Directive
Revise the rows from the start through the line containing "308 266 329 314" by changing "Dataset curation step" to "Annotation step" and leaving everything else as it is. Leave the pictures out of your answer.

**** Entries supplied

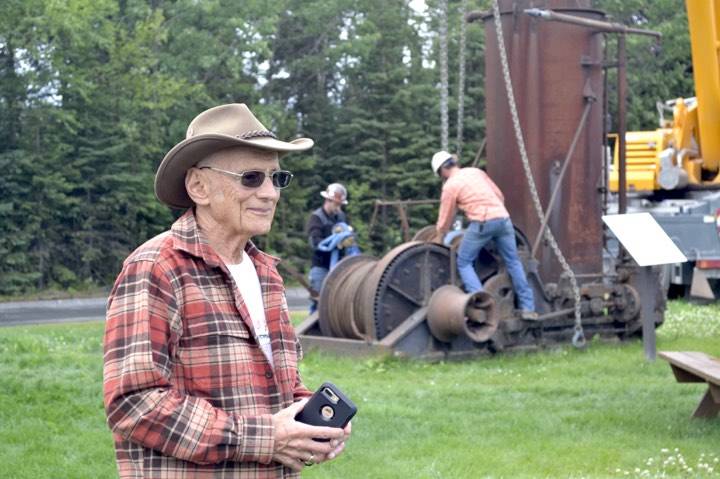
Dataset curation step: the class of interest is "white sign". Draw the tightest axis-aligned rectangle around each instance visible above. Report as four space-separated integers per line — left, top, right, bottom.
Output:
602 213 687 266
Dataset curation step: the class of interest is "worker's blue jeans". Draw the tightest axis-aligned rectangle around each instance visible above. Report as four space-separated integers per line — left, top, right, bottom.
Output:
457 218 535 311
308 266 329 314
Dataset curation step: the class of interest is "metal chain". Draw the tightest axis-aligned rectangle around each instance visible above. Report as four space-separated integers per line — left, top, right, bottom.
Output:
493 0 586 348
439 0 448 151
456 0 467 158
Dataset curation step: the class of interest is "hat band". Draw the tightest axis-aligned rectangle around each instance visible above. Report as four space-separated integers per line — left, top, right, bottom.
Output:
235 130 277 140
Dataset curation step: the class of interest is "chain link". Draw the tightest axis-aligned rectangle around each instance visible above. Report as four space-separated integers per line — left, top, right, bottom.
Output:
456 0 467 158
493 0 586 348
439 0 448 151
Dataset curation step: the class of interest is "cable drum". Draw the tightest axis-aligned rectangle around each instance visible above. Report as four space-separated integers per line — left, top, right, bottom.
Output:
318 255 378 339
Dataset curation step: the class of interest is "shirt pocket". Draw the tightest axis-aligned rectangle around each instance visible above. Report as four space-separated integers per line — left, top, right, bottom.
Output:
177 317 254 404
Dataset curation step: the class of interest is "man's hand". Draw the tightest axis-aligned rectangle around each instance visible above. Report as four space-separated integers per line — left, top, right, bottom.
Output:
272 399 351 471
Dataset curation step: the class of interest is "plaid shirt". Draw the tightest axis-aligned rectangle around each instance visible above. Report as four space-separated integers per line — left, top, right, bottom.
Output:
435 168 510 231
104 209 310 478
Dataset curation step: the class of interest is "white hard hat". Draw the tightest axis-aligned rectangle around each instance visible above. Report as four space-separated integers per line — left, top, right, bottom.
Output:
430 151 453 176
320 183 347 205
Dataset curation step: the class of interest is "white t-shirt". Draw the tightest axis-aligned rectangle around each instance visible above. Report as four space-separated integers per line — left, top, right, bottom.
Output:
226 251 273 365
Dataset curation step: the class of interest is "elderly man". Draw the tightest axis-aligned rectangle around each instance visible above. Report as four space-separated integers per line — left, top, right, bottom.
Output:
431 151 538 320
104 104 350 478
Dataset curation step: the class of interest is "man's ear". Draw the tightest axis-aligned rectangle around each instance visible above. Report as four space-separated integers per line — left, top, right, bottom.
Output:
185 168 210 205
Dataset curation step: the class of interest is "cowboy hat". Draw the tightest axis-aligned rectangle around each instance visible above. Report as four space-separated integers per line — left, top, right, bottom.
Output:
320 183 347 205
155 103 313 208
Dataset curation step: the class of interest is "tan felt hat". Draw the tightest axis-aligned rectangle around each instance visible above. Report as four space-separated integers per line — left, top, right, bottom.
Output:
155 103 313 208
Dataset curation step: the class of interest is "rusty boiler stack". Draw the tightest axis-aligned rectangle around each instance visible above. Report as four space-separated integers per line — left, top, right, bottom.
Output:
297 0 665 358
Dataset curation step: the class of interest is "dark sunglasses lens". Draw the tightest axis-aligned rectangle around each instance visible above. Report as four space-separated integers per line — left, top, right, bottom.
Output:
273 171 292 188
242 171 265 188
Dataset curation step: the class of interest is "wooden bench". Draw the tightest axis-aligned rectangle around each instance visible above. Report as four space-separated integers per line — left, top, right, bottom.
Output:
659 351 720 418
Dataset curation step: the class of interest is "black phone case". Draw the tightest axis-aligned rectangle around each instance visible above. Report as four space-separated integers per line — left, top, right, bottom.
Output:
295 382 357 434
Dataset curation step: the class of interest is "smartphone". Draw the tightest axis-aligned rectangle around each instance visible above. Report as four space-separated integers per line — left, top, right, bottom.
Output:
295 382 357 441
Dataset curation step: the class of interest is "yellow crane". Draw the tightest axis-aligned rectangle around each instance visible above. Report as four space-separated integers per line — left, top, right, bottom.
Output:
609 0 720 192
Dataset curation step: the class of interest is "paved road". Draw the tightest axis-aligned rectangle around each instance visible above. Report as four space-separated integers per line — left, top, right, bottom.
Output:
0 288 310 326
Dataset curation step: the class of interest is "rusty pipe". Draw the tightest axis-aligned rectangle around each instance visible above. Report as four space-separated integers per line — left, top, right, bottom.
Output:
530 97 594 258
524 8 662 39
427 285 499 343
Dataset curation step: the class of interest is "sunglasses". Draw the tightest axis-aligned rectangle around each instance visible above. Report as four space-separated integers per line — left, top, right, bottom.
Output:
198 166 293 190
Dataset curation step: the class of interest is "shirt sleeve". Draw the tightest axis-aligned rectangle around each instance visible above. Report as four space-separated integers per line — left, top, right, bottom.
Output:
103 261 274 464
435 183 457 233
293 339 312 401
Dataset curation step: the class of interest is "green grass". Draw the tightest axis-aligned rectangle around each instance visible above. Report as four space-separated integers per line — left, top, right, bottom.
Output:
0 302 720 478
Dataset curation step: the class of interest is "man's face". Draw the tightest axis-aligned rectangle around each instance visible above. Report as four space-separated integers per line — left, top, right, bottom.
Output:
198 147 280 238
325 199 342 215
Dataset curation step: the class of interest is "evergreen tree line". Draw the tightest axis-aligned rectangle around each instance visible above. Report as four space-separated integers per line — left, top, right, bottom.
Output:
0 0 693 295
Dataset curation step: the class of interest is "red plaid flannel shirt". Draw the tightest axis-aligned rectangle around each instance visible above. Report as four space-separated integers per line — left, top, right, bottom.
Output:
104 209 310 478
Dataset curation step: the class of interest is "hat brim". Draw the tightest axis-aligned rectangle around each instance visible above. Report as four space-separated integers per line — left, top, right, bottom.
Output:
320 191 347 205
155 134 313 208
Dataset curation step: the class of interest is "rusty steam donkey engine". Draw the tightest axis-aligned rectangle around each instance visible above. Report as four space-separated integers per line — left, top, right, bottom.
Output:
297 0 665 359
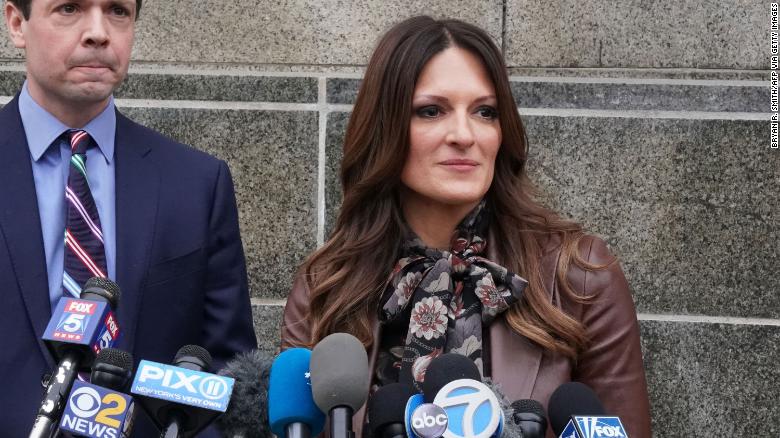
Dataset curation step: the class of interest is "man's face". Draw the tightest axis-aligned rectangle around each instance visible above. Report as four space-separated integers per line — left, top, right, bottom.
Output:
5 0 136 113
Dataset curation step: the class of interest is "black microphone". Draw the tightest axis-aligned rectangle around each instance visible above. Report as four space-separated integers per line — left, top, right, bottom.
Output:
216 350 273 438
548 382 627 438
368 383 417 438
130 345 235 438
160 345 211 438
511 399 547 438
60 348 135 438
89 348 133 392
311 333 369 438
422 353 482 403
30 277 121 438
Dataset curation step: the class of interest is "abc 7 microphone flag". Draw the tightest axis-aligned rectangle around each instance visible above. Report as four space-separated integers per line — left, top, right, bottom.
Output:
406 379 504 438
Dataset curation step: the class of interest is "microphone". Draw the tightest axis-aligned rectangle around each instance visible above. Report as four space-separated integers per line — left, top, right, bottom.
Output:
30 277 121 438
310 333 369 438
59 348 135 438
406 353 504 438
368 383 417 438
548 382 628 438
130 345 235 438
268 348 325 438
512 399 547 438
216 350 276 438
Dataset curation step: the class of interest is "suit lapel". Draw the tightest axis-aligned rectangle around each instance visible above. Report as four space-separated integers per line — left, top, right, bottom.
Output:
0 95 55 366
115 113 160 351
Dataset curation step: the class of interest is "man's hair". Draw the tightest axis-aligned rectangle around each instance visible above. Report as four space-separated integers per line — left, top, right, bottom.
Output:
8 0 142 20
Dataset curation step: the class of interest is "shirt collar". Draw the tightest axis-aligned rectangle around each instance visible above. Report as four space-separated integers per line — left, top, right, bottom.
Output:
19 81 116 164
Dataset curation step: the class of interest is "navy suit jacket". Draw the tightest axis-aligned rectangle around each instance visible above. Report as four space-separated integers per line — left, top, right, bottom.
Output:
0 96 257 437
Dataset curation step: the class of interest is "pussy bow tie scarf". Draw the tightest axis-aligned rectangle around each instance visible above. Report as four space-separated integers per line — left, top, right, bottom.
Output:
380 201 528 389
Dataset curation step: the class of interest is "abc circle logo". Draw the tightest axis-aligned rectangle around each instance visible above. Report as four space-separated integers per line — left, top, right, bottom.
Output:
70 386 101 418
433 379 503 438
198 376 228 400
412 403 449 438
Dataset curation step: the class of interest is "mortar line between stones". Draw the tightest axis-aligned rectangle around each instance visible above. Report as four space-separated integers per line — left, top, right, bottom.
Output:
249 298 287 307
317 76 328 247
637 313 780 327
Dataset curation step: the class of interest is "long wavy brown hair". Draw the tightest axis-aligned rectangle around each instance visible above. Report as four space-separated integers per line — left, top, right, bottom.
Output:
301 16 598 358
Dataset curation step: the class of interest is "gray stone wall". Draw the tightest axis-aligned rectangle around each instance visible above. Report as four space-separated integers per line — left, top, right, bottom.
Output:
0 0 780 437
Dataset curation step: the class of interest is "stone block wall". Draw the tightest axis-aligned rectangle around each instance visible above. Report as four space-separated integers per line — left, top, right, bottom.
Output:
0 0 780 437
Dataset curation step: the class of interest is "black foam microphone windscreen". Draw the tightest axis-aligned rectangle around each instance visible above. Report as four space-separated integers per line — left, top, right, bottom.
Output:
89 348 133 392
547 382 606 436
368 383 417 437
310 333 369 412
422 353 482 403
510 399 547 438
216 350 273 438
79 277 122 312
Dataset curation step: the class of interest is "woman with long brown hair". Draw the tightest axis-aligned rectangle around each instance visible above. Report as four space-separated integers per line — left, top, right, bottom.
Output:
282 17 650 438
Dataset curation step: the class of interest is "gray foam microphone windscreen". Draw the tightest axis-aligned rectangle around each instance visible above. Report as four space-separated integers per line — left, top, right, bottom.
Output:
309 333 369 413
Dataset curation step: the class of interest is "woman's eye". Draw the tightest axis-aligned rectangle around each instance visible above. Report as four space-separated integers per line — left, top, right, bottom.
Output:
111 6 130 17
60 3 77 14
477 106 498 120
417 106 441 118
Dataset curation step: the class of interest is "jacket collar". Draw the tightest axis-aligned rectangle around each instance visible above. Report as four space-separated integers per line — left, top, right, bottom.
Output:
115 113 160 351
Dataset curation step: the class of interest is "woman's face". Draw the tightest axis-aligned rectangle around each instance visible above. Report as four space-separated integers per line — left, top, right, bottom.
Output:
401 47 501 210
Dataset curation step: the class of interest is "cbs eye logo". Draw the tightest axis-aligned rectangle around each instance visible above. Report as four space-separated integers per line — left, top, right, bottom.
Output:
70 386 127 428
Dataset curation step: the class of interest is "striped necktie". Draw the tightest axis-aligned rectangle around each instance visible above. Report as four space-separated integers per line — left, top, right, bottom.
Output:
62 130 106 297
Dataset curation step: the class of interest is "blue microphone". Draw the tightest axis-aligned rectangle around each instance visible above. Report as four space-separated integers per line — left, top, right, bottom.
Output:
60 348 135 438
268 348 325 438
30 277 120 438
548 382 628 438
433 379 504 438
406 353 504 438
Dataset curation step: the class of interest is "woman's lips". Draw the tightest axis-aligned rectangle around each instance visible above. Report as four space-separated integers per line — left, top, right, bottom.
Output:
439 158 479 172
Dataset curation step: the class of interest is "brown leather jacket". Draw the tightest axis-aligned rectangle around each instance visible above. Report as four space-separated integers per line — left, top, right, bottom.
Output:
282 236 651 438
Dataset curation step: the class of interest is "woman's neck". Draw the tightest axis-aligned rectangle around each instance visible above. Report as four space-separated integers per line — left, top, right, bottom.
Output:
401 193 479 250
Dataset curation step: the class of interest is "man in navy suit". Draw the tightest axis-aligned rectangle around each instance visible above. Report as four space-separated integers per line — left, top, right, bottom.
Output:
0 0 257 437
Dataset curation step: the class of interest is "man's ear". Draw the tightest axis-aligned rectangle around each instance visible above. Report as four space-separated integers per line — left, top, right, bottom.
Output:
5 1 26 49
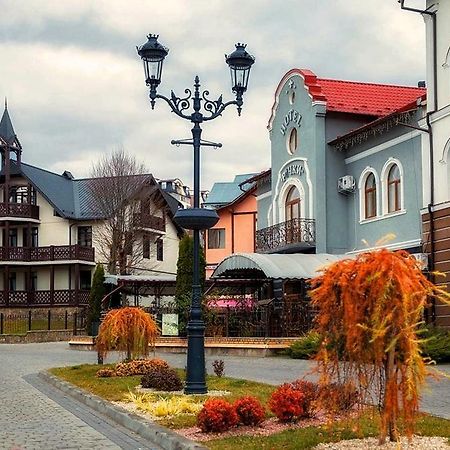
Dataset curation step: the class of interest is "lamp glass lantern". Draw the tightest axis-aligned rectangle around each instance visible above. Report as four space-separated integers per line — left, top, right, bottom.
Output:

********

Solution to this exercise
Annotation step: the class of interest is "white sign". Draw the tightest axis-aligned rectangle around each instance visible above. Report as four space-separated integers per line — left, top, right, bottom.
Output:
602 213 687 266
Annotation step: the class of interest is "worker's blue jeans". Draw the tightest axis-aligned rectangle around each instance visible above. Report as four space-separated integers per line — left, top, right, bottom.
Output:
457 218 535 311
308 266 329 314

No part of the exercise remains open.